**EXTRACT PROVIDED:**
## Begin
Are there any children in your household? How about your extended family, church or neighborhood? Think about the kids in your community, whether they are yours or not, and now think about all the things you want for them as they grow up. I’m willing to bet somewhere high on your list is a good education.
I bring this up because it’s summer. Students are out of school, and for a lot of students that means the brain slips into neutral until September. Hard-earned skills gained during the school year atrophy.
Consider these findings from the National Summer Learning Association:
• For 100 years researchers have documented that students score lower on tests at the end of summer break than at the beginning.
• Most students lose about two months’ worth of progress in math skills during the summer.
• Low-income students lose more than two months in reading achievement.
• More than half of the achievement gap between low- and high-income students is explained by the difference in summer learning opportunities.
Of course, not all students lose ground. Middle- and upper-income students actually gain reading skill during the summer. They are more likely to be enrolled in enriching and stimulating camps or have new experiences with grandparents, friends and relatives. Some families will take vacations and see new landscapes and try new foods, talking and learning about it all the while.
## End
**STORED DATA:**
## Begin
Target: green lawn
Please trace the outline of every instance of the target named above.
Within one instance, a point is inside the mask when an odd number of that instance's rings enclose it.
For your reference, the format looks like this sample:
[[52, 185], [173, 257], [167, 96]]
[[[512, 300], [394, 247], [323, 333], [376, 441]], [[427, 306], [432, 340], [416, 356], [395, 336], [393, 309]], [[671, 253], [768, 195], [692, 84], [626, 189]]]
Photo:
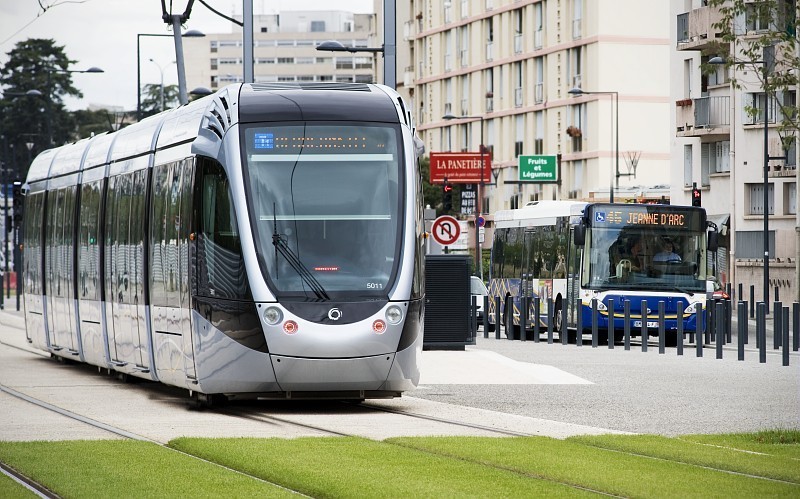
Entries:
[[[198, 456], [203, 460], [190, 457]], [[737, 435], [0, 442], [62, 497], [800, 497], [800, 430]], [[285, 488], [282, 488], [285, 487]], [[288, 489], [288, 490], [287, 490]], [[31, 497], [0, 475], [0, 497]]]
## End
**TASK DETAILS:** Continue the piece on summer learning loss from its last sentence. The items have no connection to the text about summer learning loss.

**EXERCISE RESULT:**
The effect is cumulative. A child who loses academic ground all summer in first grade makes up some, but not all of that ground the next school year. Then he falls back again next summer. Year after year. By high school the gap is enormous, and low-income students face a bleak future; they are less likely to finish high school, let alone go on for more education.
West Virginia has a lot of low-income students.
But what if every person reading this newspaper had the ability to make a difference for the children in their lives?
You know I’m setting you up here. Of course, we do. When we read to children, just for fun, they learn. They learn new words. They learn new ideas. When they listen to us read, they gain reading fluency on their own, and I don’t even understand how.
But you’ve seen them in action. Think of the kid you know who only had to hear a naughty word once, in passing, to spit it out at exactly the wrong moment at the holiday dinner table, or in front of the in-laws. They’re always learning, whether we take care about what they’re exposed to or not.
So, whatever else you do this summer, find the kid nearest you and make time to read together this summer. Even read to kids who are old enough to read themselves.
You are reading this, which means you are a reader. So, chances are you already know what I’m talking about.
But think again to the kids around you, and to their parents. Do they know? Tell them. Help those parents discover this habit and make time for it in their own busy lives.
Take kids or families to the library. Help them get library cards or clear out old library debts.
Let children pick out the books they want to hear. And if they want to hear the same story 50 times, read it until you are hoarse.
They’ll love it. So will you. And you will change the future.
— Dawn Miller, a native of Inwood, graduated from Musselman High School and West Virginia University. She is the former chairwoman of Read Aloud West Virginia and the editorial page editor of The Charleston Gazette, where this commentary first appeared. This piece is used with permission. She may be reached at firstname.lastname@example.org.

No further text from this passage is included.